## The task
Reproduce exactly the lines that run from the start of the records below to the line with "positive clicks: (62, 159)", inclusive.

## Supplied material
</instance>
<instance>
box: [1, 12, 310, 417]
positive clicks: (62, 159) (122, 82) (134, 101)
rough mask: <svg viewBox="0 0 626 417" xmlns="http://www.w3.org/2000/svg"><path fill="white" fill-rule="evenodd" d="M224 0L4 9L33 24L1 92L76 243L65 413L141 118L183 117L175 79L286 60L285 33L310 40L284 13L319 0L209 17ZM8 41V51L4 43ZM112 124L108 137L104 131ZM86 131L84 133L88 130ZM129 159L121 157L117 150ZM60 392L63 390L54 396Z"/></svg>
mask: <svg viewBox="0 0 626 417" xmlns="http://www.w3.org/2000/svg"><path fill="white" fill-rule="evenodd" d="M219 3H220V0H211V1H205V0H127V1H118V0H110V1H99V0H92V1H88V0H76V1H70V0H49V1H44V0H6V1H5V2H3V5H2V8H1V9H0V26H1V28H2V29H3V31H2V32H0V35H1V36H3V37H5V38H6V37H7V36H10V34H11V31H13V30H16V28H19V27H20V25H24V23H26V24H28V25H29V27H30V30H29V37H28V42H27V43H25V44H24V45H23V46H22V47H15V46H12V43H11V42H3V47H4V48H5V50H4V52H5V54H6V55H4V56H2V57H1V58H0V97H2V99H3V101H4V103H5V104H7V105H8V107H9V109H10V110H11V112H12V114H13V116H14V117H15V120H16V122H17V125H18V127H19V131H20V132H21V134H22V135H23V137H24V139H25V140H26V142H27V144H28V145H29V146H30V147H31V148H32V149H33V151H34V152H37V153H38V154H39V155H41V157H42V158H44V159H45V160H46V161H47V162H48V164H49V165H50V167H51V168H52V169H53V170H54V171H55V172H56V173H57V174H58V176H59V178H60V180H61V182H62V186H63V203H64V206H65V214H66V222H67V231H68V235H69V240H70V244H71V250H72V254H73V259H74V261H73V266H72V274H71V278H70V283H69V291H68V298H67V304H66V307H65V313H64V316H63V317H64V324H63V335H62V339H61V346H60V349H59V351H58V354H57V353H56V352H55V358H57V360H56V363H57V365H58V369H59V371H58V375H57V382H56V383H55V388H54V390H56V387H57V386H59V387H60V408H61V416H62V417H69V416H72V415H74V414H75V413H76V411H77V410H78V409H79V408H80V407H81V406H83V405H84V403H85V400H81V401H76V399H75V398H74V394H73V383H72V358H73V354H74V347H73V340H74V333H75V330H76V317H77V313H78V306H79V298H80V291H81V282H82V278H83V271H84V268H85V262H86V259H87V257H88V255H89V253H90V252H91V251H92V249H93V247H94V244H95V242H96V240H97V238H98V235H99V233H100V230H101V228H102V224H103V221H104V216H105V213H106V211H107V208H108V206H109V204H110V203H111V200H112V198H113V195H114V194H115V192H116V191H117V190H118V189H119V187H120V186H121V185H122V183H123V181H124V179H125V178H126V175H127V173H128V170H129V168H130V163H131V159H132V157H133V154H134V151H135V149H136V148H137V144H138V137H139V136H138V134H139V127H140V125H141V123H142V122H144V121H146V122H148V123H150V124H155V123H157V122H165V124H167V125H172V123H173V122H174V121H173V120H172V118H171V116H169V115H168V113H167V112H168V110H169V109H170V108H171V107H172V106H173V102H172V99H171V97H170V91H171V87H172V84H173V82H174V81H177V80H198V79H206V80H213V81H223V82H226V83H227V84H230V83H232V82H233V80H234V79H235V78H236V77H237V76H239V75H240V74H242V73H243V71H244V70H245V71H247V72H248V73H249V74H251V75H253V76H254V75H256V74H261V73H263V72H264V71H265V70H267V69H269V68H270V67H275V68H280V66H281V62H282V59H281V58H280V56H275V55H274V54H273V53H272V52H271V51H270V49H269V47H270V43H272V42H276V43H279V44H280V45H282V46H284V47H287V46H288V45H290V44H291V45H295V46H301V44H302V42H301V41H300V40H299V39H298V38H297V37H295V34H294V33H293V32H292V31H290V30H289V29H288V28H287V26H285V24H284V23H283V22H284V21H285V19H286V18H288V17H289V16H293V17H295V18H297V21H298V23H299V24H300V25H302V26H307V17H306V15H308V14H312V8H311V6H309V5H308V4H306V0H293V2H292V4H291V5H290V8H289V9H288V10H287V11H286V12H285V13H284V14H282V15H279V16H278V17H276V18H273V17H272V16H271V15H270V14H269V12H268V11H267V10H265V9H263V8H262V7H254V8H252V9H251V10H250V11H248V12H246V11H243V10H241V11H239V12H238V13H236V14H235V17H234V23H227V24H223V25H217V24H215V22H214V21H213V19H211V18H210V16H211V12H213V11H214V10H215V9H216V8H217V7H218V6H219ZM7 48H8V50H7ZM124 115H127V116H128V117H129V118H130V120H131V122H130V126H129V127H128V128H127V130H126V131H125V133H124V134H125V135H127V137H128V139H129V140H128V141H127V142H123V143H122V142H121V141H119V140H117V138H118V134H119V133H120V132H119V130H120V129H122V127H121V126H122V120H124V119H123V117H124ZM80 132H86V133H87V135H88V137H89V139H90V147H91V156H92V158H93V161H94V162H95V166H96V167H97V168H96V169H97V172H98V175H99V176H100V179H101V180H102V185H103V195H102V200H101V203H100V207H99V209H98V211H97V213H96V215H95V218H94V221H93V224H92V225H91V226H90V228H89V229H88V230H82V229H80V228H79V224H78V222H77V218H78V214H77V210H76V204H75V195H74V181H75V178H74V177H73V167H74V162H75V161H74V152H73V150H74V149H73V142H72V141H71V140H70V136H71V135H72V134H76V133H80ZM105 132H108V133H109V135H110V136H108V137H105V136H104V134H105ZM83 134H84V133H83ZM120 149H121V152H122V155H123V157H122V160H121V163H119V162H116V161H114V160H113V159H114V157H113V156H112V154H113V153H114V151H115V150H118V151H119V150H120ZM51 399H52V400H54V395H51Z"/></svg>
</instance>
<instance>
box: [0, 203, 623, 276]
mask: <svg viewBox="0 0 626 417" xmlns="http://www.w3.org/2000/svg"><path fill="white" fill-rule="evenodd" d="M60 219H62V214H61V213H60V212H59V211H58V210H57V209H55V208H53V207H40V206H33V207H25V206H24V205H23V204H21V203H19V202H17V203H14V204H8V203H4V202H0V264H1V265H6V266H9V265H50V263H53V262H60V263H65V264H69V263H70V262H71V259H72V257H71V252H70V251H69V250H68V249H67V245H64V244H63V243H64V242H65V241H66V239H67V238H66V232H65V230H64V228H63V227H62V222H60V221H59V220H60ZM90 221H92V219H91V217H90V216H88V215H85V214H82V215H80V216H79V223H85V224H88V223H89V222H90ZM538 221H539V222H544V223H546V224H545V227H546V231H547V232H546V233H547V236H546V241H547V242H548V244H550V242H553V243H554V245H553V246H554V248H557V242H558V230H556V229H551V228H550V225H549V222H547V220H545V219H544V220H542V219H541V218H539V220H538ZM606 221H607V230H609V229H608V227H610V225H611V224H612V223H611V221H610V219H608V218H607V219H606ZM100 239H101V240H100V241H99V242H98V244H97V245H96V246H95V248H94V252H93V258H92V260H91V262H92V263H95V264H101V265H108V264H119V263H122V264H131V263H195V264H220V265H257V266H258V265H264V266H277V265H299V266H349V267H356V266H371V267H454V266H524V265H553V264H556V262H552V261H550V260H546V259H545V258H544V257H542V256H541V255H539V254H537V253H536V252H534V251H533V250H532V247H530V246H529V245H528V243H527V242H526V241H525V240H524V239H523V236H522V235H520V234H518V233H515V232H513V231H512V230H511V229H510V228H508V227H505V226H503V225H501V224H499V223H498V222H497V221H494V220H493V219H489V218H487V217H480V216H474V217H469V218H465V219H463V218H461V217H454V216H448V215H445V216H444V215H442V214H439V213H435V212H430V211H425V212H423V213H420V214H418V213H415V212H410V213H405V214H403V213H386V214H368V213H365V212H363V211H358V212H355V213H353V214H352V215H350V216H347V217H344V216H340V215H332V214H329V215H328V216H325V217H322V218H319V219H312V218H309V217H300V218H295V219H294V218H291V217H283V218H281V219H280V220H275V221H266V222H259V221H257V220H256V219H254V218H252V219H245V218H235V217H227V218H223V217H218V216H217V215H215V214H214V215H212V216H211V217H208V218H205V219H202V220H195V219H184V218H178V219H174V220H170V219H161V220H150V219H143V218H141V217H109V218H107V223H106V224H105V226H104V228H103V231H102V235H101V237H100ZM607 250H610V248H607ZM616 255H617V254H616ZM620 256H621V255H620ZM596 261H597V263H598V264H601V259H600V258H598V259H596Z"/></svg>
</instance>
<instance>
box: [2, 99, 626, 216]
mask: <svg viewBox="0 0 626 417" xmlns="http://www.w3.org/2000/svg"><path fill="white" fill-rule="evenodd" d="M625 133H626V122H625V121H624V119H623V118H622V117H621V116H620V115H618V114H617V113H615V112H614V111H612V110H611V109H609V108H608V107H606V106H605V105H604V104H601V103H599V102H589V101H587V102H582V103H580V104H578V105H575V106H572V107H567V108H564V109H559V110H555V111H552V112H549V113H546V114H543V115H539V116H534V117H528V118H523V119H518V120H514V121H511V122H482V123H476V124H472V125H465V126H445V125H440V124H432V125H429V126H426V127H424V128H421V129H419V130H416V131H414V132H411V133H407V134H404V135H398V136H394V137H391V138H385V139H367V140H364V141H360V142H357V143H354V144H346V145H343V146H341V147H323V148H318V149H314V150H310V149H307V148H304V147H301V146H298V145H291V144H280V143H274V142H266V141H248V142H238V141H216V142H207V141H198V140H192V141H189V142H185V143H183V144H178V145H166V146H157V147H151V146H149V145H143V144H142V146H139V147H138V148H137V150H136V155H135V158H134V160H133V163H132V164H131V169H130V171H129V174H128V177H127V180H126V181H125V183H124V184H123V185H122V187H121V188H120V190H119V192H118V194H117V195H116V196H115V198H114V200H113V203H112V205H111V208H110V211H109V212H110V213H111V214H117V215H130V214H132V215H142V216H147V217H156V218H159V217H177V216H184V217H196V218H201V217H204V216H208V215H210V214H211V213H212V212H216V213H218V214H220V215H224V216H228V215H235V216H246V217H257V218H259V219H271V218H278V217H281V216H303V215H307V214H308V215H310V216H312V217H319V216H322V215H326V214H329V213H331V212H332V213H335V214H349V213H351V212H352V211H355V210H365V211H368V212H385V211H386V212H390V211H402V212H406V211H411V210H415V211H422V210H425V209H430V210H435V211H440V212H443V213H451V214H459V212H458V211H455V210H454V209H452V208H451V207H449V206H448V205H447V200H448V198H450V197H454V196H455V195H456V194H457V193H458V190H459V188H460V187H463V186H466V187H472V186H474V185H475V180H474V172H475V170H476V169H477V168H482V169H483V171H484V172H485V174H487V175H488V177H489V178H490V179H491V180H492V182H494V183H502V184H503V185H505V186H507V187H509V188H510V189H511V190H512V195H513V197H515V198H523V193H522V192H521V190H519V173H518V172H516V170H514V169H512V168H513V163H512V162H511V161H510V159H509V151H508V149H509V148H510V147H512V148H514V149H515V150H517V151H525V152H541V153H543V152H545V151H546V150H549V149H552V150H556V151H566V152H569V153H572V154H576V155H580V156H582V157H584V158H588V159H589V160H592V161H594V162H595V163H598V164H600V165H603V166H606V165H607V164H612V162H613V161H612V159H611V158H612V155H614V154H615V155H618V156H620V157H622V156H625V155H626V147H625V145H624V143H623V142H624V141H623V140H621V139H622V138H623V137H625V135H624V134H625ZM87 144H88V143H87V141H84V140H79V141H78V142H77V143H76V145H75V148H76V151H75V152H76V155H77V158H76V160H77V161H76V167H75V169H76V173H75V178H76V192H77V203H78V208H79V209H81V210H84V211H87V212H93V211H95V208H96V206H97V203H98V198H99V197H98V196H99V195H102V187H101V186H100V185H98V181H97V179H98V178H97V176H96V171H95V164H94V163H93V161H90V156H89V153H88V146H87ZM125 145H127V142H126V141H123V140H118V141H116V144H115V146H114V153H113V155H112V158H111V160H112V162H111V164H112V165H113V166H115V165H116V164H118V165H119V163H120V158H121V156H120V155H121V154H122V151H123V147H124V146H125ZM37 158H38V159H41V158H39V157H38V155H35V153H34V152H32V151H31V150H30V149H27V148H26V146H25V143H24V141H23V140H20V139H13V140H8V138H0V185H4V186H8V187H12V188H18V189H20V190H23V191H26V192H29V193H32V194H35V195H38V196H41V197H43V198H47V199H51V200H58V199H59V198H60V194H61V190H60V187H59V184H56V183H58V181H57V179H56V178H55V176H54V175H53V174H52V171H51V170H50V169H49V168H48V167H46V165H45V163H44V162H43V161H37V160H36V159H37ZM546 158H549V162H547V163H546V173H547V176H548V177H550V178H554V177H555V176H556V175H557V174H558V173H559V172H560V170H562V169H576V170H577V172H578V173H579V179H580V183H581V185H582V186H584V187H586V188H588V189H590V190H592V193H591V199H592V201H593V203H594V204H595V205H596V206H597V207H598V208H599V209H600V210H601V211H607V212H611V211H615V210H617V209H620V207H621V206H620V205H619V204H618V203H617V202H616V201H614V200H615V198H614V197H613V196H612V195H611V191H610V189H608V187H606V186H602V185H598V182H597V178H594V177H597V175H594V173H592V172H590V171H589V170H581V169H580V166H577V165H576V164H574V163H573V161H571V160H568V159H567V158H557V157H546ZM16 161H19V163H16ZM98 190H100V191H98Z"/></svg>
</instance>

## Output of the task
</instance>
<instance>
box: [1, 12, 310, 417]
positive clicks: (62, 159) (122, 82) (134, 101)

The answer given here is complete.